#### Exercise data
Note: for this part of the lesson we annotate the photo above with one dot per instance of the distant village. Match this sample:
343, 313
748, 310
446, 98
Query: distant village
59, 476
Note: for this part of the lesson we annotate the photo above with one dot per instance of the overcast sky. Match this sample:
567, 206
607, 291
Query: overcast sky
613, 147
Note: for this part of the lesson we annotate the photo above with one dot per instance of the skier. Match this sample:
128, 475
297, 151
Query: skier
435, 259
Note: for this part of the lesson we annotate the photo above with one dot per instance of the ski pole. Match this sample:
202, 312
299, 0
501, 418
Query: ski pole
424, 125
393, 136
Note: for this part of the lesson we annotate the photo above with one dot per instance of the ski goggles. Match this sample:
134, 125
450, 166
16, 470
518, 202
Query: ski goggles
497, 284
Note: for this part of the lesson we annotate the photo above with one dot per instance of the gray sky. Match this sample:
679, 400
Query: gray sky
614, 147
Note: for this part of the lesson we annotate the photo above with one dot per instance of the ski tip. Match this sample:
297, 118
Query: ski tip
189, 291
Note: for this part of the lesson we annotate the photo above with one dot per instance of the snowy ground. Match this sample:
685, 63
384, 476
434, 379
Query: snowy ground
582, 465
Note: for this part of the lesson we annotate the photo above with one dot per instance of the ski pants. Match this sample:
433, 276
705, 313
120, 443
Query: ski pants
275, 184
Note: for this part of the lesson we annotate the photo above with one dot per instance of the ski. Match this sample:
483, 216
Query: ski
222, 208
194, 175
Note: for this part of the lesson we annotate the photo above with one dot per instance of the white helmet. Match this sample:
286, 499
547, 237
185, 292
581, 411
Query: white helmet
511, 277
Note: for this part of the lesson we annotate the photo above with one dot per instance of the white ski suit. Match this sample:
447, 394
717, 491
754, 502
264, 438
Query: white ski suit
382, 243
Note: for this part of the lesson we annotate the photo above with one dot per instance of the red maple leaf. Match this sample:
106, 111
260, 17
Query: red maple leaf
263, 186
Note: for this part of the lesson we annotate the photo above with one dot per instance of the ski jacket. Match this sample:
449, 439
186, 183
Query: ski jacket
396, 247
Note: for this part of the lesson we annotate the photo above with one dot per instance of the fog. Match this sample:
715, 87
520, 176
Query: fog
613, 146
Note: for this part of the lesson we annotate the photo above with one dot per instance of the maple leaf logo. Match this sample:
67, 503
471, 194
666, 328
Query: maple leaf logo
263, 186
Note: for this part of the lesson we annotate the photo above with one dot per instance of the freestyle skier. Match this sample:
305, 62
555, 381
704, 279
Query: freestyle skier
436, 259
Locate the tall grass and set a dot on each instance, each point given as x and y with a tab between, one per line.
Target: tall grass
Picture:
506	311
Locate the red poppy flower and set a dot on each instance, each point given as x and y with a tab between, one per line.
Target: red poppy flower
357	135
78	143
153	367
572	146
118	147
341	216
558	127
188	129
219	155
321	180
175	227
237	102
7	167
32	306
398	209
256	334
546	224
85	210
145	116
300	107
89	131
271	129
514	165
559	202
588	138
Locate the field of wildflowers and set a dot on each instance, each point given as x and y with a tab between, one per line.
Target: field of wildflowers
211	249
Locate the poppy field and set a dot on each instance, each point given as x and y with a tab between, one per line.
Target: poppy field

#### What the task asks
Every line of the material that holds the word "grass" must be found and copied.

#### Written answer
Locate the tall grass and set a dot on each instance, each point given as x and y with a tab between, one per line.
Target: tall grass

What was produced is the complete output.